(Rows drawn from a pointing dataset)

────────

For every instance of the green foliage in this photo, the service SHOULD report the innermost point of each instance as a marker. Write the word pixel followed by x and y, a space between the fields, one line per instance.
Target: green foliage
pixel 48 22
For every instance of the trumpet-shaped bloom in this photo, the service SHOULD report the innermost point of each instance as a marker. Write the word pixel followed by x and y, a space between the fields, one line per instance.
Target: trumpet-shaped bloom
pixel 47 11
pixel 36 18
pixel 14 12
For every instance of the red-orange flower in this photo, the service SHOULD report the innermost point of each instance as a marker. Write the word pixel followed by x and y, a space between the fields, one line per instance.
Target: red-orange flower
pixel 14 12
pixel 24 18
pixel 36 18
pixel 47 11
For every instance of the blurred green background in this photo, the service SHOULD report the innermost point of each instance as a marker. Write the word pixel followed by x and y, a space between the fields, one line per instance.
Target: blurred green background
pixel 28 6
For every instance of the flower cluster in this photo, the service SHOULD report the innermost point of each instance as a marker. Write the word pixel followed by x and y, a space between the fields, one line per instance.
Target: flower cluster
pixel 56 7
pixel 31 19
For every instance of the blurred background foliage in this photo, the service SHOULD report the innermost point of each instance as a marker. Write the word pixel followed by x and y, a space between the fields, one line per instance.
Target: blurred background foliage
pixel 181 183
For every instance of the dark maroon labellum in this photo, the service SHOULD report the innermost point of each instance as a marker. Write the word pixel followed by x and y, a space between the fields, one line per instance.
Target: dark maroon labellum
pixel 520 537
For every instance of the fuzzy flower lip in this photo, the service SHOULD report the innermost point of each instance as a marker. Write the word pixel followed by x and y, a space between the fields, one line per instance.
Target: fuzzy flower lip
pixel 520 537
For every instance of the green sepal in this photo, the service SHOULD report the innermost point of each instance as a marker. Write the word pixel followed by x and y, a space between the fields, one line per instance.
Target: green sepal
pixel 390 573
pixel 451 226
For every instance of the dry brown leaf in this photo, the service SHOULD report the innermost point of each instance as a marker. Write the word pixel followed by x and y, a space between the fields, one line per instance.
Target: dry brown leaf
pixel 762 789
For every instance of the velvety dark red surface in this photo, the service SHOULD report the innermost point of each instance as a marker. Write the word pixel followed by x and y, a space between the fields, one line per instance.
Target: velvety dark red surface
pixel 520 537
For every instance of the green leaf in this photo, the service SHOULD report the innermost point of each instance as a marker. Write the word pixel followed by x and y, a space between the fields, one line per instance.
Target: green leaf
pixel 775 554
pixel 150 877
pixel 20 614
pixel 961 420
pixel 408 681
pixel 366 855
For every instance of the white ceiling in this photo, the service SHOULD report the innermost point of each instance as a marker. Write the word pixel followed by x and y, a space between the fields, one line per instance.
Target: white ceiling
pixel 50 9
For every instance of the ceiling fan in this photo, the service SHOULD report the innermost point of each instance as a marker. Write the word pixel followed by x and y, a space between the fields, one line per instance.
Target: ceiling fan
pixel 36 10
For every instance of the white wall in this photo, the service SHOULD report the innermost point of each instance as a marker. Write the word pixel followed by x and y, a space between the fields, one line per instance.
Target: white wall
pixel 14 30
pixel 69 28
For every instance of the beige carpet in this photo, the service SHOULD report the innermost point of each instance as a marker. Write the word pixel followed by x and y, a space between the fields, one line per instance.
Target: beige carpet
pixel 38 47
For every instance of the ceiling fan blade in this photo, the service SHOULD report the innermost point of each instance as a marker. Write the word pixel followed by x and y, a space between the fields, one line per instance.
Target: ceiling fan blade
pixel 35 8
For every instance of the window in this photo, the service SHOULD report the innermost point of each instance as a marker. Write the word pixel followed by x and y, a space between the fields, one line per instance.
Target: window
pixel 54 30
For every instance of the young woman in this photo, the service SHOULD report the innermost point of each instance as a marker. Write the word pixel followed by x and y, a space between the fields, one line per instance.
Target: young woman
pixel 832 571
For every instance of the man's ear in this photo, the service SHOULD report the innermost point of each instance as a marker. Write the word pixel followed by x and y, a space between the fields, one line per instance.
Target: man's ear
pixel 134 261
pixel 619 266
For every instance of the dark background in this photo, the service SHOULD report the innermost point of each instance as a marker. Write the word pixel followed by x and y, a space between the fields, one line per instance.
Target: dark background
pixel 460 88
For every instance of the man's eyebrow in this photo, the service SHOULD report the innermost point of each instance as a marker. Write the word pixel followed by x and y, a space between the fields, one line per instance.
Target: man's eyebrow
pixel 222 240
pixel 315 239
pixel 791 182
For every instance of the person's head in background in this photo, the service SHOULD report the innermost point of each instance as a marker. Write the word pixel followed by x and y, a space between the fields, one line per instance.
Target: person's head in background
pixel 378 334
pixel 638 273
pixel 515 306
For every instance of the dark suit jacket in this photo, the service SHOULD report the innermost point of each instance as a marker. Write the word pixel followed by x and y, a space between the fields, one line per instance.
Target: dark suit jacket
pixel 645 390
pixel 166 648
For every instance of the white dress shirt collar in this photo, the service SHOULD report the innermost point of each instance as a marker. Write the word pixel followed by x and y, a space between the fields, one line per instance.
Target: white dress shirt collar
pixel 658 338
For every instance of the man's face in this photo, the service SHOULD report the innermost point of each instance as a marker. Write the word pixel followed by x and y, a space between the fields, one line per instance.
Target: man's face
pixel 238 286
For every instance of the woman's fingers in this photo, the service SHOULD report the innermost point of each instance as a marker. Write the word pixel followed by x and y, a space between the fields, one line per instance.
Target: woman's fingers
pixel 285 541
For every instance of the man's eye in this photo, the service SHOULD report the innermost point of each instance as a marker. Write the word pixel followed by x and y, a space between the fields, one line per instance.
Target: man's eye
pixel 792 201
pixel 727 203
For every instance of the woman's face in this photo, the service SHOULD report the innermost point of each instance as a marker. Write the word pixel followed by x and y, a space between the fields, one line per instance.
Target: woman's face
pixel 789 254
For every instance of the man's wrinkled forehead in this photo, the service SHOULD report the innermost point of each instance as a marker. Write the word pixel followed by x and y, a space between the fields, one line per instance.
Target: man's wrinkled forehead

────────

== TASK STATEMENT ==
Reproduce all of the data above verbatim, line by line, omitting nothing.

== SOLUTION FOR THIS TASK ==
For every instance of the green foliage in this photo, the service SHOULD report the innermost point of each instance as a marker. Write the word pixel followed by x and y, a space between the fields, one line per instance.
Target: green foliage
pixel 48 22
For every instance of the trumpet-shaped bloom in this photo, the service SHOULD report the innermost point of each instance as a marker. Write the word pixel followed by x and y, a space between the fields, one line per instance.
Target: trumpet-shaped bloom
pixel 47 11
pixel 36 18
pixel 14 12
For every instance of the red-orange flower in this photo, the service SHOULD report the innermost point of each instance as a marker. Write the word pixel followed by x and y, a space between the fields, one line per instance.
Target: red-orange flower
pixel 14 12
pixel 24 18
pixel 36 18
pixel 47 11
For every instance of the blurred green background in this photo, the service SHOULD report the innermost point of each instance as a marker. Write the word pixel followed by x and y, a space between the fields, one line per instance.
Target: blurred green background
pixel 28 6
For every instance of the flower cluster in this photo, the service SHOULD report the innermost point of each instance as a marker. Write the word pixel followed by x and y, a space between the fields, one line per instance.
Target: flower cluster
pixel 56 7
pixel 31 19
For every instance of the blurred background foliage in this photo, the service SHOULD report the innermost point of each instance as a marker. Write the word pixel followed by x and y, a space between the fields, one line per instance.
Target: blurred background foliage
pixel 181 183
For every instance of the dark maroon labellum in this photo, the service SHOULD report the innermost point of each instance as a marker. Write the word pixel followed by x and y, a space between the fields, one line per instance.
Target: dark maroon labellum
pixel 520 537
For every instance of the fuzzy flower lip in this photo, the service SHOULD report the innermost point of each instance as a marker. Write the word pixel followed by x and y, a space between the fields, one line per instance.
Target: fuzzy flower lip
pixel 520 537
For every instance of the green sepal in this photo, the service SHOULD report the innermost point of each instance as a marker. Write the word pixel followed by x and y, a space between the fields, one line per instance.
Target: green sepal
pixel 390 573
pixel 451 226
For every instance of the dry brown leaf in this photo, the service SHOULD report the innermost point of each instance as a marker. Write the word pixel followed by x and y, a space between the fields, one line per instance.
Target: dry brown leaf
pixel 762 789
For every instance of the velvety dark red surface in this photo, the service SHOULD report the innermost point of each instance as a marker. Write the word pixel followed by x and y, a space between the fields, one line per instance.
Target: velvety dark red surface
pixel 520 537
For every instance of the green leaf in this photo, the service SHOULD report the innermost point of each instance as a marker. Write the word pixel followed by x and y, a space between the fields, one line per instance.
Target: green leaf
pixel 775 554
pixel 150 877
pixel 20 614
pixel 961 420
pixel 408 681
pixel 366 855
For every instance of the white ceiling in this photo, the service SHOULD report the innermost point of each instance as a marker. Write the word pixel followed by x and y, a space between the fields, one line per instance.
Target: white ceiling
pixel 50 9
For every instance of the ceiling fan in this photo, the service SHOULD report the innermost point of each instance as a marker. Write the word pixel followed by x and y, a space between the fields, one line per instance.
Target: ceiling fan
pixel 36 10
For every instance of the white wall in this photo, the service SHOULD report the innermost point of each instance as a marker. Write the word pixel followed by x and y, a space between the fields, one line per instance.
Target: white wall
pixel 14 30
pixel 69 28
For every instance of the beige carpet in this photo, the service SHOULD report the innermost point of each instance as a marker. Write the word pixel followed by x and y, a space between the fields, one line per instance.
Target: beige carpet
pixel 38 47
For every instance of the ceiling fan blade in this photo, the service SHOULD report the innermost point of each instance as a marker. Write the word pixel followed by x and y, a space between the fields, one line per instance.
Target: ceiling fan blade
pixel 35 8
For every instance of the window in this photo, the service SHOULD report the innermost point of each instance as a marker. Write the word pixel followed by x and y, a space between the fields, one line per instance.
Target: window
pixel 54 30
For every instance of the young woman in this photo, the service SHOULD report the innermost point of each instance as a marker. Write the word pixel followed by x and y, a space between the fields, one line per instance.
Target: young woman
pixel 832 571
For every instance of the man's ear in this photo, the service SHOULD report the innermost point of each instance as a marker. Write the word pixel followed by x and y, a space between the fields, one line per instance.
Target: man's ear
pixel 134 261
pixel 619 266
For every instance of the dark background in this photo, the service SHOULD report the innermost point of each instance as a marker. Write the word pixel followed by x and y, a space between the fields, one line per instance.
Target: dark background
pixel 460 88
For every instance of the man's eyebrow in this photo, the service SHOULD report the innermost point of each instance as a marker. Write the word pixel followed by x and y, a space between the fields, one line per instance.
Target: man's eyebrow
pixel 222 240
pixel 315 239
pixel 791 182
For every instance of the person's head in background in this photo, the service SHOULD report the innermost point of each instance as a marker. Write the word pixel followed by x and y, a space between the fields, one line per instance.
Target: person's head in background
pixel 378 334
pixel 638 273
pixel 515 306
For every instance of the dark suit jacket in this photo, the service SHOULD report the innermost point of each instance as a marker. Write the word pixel followed by x and y, a space between the fields, one line per instance.
Target: dark suit jacket
pixel 645 390
pixel 166 648
For every instance of the white dress shirt collar in this photo, the service SHOULD report the innermost point of each instance as a marker. Write the word pixel followed by x and y, a space between the fields, one line per instance.
Target: white dress shirt collar
pixel 658 338
For every instance of the man's face in this photo, the service SHOULD report the innermost point of each instance as a marker. Write the word pixel followed by x and y, a space between the fields, one line per instance.
Target: man's face
pixel 238 286
For every instance of the woman's fingers in this photo, the service SHOULD report the innermost point of each instance as a marker. Write the word pixel followed by x and y, a space between the fields, one line per instance.
Target: woman's fingers
pixel 285 541
For every instance of the man's eye in this photo, the service SHOULD report the innermost point of each instance as a marker. Write the word pixel followed by x and y, a space between the fields, one line per instance.
Target: man's eye
pixel 792 201
pixel 727 203
For every instance of the woman's face in this photo, the service SHOULD report the innermost point of each instance as a marker. Write the word pixel followed by x and y, a space between the fields, one line per instance.
Target: woman's face
pixel 789 254
For every instance of the man's wrinkled forehead in this photo, the service SHOULD report the innermost point of each instance as a marker. Write the word pixel followed by x and y, a space between the fields, one line per instance.
Target: man's wrinkled forehead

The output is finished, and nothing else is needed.